======== 読解文 ========
人種(race)概念の耐久性について

なぜ、「人種」(race)という概念はこんなにも長きに渡って持続しているのだろうか。様々な要因が絡んでいるとしても、特に大きな要因は何なのだろうか。

そんな根本的な問いを探るにあたって、昨年の冬はクリスマス返上で読書に耽っていました。そして、なんて多くの人々がこの問いに対して立ち向かってきたのだろうと感銘を受けつつ、世の中には自分の知らない事が多過ぎて、もう、いやんなったりもしました(笑)。

自分なりに出した結論としては、そこには文化的・政治的・経済的な要因が複雑に絡みあっており、特に経済的要因の重要度がもっとも高いのではないかということです。
======== 提供項目 ========
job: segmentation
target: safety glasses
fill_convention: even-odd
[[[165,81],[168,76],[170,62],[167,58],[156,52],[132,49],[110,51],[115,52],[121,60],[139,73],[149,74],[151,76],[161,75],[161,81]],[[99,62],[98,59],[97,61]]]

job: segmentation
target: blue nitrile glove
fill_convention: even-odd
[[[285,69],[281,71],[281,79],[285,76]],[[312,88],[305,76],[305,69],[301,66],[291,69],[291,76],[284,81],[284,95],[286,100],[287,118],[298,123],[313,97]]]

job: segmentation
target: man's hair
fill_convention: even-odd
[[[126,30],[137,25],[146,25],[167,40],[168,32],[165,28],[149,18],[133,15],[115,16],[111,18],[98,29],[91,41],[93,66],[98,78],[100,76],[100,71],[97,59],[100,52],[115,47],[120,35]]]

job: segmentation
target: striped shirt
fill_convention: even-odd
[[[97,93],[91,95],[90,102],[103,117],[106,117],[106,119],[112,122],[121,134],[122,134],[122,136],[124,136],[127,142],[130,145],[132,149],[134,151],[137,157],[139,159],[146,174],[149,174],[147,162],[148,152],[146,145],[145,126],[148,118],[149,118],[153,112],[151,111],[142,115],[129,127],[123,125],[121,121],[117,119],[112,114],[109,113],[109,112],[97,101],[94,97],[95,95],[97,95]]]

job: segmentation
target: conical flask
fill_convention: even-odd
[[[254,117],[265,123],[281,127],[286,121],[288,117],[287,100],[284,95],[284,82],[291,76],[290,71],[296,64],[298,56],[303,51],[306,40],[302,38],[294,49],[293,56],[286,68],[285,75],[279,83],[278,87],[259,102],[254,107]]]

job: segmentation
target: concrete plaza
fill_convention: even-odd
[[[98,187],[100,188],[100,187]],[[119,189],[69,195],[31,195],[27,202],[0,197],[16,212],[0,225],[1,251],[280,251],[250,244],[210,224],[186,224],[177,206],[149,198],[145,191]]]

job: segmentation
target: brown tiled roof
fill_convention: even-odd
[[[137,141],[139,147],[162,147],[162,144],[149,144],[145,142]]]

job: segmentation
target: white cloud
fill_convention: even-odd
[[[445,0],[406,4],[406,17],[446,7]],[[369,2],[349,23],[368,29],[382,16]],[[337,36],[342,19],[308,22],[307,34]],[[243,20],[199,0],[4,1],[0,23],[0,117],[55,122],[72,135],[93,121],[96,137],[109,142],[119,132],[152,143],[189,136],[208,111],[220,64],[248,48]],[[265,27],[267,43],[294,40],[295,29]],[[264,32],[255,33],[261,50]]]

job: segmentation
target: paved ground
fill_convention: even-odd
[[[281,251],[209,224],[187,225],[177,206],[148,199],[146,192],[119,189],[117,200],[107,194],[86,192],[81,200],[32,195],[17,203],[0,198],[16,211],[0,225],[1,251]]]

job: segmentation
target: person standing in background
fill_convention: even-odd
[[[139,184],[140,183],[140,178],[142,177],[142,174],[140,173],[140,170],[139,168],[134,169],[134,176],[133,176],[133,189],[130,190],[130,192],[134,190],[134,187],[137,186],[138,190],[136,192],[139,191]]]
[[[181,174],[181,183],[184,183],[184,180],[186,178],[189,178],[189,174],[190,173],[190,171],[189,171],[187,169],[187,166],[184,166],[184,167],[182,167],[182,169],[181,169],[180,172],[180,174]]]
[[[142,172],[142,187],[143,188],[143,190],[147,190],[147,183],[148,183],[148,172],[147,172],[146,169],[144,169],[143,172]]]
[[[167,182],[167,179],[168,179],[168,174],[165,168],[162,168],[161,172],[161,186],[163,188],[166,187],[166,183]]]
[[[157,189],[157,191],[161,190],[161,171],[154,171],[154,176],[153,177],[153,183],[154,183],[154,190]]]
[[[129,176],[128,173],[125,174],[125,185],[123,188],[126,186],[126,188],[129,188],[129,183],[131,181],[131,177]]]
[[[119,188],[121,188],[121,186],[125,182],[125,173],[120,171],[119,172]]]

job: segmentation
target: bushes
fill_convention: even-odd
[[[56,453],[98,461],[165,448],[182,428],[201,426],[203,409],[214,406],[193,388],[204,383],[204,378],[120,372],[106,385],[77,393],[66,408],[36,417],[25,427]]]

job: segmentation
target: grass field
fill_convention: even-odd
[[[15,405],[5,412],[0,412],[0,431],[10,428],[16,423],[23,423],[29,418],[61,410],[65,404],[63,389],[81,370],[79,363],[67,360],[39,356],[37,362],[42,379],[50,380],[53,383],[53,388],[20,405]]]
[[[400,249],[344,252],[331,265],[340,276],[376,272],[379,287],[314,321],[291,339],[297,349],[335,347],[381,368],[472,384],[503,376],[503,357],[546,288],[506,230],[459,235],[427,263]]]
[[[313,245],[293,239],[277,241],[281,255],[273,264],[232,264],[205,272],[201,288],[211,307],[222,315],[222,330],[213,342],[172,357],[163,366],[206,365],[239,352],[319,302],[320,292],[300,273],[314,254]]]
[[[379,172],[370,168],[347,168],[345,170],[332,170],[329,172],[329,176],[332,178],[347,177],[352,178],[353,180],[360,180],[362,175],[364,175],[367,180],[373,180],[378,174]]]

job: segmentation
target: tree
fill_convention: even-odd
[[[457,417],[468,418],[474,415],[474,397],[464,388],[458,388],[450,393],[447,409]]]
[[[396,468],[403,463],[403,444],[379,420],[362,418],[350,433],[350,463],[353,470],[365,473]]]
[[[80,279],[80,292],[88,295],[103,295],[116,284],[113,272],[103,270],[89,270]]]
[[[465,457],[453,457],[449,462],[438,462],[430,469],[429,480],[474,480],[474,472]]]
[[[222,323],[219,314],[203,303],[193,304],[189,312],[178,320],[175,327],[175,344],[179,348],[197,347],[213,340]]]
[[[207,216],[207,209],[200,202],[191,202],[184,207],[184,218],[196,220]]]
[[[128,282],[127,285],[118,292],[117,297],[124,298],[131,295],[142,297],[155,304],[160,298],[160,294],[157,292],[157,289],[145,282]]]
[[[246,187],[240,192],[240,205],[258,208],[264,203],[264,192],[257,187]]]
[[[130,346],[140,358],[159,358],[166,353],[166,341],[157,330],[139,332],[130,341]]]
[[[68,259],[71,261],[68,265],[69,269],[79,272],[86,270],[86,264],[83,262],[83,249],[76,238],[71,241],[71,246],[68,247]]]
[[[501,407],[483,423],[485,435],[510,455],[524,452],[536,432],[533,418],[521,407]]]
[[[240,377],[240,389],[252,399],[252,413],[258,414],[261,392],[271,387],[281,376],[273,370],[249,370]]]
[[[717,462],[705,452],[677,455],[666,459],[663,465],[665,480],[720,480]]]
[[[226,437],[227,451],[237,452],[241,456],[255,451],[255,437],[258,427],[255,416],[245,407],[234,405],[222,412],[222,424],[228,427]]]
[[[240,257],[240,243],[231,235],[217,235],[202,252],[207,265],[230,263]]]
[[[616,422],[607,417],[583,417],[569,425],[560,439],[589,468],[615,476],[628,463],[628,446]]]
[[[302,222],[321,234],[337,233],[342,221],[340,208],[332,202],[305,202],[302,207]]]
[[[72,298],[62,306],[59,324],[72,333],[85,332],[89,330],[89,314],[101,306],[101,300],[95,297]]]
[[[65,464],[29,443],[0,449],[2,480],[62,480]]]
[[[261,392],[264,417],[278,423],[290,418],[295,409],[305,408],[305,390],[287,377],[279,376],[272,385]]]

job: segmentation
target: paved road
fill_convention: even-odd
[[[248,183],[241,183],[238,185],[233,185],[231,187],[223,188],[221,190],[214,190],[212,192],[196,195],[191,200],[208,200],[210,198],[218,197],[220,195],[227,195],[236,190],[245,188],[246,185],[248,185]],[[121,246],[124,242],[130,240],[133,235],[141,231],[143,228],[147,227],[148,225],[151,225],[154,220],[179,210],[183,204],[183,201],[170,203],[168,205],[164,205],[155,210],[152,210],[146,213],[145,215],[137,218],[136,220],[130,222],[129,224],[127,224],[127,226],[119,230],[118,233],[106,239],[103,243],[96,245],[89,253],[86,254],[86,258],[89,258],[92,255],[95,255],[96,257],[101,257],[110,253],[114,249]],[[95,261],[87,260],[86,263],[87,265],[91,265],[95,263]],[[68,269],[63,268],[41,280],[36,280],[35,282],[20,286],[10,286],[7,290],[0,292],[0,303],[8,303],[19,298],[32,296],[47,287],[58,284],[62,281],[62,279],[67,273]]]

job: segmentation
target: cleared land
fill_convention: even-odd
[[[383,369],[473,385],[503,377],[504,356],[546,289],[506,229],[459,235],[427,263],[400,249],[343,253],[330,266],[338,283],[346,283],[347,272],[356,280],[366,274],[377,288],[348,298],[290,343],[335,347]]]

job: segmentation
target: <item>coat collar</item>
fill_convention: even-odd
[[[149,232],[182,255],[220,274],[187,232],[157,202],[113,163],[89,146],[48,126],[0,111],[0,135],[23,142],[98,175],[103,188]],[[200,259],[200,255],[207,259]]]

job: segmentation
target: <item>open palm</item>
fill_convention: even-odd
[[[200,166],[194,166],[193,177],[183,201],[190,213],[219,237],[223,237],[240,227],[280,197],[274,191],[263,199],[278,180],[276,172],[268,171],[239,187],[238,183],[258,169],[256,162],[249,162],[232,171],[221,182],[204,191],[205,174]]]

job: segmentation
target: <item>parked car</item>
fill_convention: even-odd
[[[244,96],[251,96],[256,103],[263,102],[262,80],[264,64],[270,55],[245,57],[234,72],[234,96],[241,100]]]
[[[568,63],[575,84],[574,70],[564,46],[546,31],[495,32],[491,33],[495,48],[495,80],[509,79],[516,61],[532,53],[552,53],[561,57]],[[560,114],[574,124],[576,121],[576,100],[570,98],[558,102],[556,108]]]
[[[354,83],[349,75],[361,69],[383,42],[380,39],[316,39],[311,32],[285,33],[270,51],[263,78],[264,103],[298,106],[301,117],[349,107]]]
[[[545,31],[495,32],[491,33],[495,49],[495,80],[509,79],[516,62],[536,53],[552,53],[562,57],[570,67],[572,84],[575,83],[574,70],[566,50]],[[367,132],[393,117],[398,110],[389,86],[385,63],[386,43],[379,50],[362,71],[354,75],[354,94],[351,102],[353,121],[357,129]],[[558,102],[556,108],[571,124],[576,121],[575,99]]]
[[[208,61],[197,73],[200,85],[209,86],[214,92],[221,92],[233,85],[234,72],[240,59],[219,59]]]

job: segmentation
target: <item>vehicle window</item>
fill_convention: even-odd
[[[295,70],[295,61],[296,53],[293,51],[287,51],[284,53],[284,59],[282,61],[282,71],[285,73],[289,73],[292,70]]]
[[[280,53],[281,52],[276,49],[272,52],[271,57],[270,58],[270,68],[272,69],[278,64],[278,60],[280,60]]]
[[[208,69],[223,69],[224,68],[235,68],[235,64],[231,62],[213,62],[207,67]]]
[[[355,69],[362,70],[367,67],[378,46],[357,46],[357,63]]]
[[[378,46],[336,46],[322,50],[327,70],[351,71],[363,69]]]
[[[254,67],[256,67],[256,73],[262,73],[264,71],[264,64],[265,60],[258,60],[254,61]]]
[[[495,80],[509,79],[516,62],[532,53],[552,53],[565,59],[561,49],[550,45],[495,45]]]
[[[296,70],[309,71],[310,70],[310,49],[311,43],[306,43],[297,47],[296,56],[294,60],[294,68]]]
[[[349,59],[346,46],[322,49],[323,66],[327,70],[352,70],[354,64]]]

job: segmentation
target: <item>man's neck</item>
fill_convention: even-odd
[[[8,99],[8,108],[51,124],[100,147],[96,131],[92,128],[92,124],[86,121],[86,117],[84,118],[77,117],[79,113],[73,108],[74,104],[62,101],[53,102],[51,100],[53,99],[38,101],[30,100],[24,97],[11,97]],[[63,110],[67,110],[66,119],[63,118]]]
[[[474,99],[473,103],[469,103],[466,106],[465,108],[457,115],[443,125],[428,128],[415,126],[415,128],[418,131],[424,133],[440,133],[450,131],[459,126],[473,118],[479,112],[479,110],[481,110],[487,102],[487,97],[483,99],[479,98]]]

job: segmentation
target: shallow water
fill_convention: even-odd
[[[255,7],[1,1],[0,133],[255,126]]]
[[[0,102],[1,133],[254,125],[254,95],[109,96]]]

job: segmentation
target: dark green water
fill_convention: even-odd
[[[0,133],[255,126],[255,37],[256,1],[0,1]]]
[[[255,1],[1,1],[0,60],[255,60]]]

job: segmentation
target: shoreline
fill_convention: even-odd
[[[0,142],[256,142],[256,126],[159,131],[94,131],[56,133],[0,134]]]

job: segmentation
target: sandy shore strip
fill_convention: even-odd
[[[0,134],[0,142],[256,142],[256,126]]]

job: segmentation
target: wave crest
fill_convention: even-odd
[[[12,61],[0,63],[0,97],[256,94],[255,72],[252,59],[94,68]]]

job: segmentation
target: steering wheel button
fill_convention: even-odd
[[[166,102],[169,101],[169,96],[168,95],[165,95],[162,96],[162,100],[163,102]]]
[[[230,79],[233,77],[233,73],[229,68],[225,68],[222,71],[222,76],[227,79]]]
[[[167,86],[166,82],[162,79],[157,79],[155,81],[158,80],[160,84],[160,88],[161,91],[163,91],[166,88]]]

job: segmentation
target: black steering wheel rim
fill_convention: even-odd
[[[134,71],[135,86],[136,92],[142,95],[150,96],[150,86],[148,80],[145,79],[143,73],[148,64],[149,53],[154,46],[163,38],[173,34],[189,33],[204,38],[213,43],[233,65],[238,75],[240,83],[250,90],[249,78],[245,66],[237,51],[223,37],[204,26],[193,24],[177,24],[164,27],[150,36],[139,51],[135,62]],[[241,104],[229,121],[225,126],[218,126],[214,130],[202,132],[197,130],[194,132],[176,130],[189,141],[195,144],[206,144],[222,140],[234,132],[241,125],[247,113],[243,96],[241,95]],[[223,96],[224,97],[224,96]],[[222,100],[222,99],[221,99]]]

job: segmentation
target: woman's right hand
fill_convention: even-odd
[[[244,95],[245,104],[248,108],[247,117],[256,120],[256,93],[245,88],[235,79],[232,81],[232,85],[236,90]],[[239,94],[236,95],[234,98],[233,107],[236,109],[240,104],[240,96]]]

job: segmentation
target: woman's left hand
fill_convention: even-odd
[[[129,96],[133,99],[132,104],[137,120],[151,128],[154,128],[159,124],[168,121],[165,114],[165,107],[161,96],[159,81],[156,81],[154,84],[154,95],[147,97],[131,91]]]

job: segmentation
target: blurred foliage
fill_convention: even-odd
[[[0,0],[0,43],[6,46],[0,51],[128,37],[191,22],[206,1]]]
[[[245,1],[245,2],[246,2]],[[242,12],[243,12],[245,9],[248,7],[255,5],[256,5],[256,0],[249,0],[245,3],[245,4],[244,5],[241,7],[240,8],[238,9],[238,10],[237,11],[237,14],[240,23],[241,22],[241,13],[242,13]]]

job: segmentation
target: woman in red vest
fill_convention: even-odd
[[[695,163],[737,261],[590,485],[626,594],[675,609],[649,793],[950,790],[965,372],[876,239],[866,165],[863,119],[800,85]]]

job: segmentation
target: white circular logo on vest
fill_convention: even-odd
========
## 課題
人種概念についての読解文のうち、「なぜ、「人種」(race)と」を含む語句から始めて「のではないかということです。」の直後までを、一字も変えずに打ち直してください。

## 解答
なぜ、「人種」(race)という概念はこんなにも長きに渡って持続しているのだろうか。様々な要因が絡んでいるとしても、特に大きな要因は何なのだろうか。

そんな根本的な問いを探るにあたって、昨年の冬はクリスマス返上で読書に耽っていました。そして、なんて多くの人々がこの問いに対して立ち向かってきたのだろうと感銘を受けつつ、世の中には自分の知らない事が多過ぎて、もう、いやんなったりもしました(笑)。

自分なりに出した結論としては、そこには文化的・政治的・経済的な要因が複雑に絡みあっており、特に経済的要因の重要度がもっとも高いのではないかということです。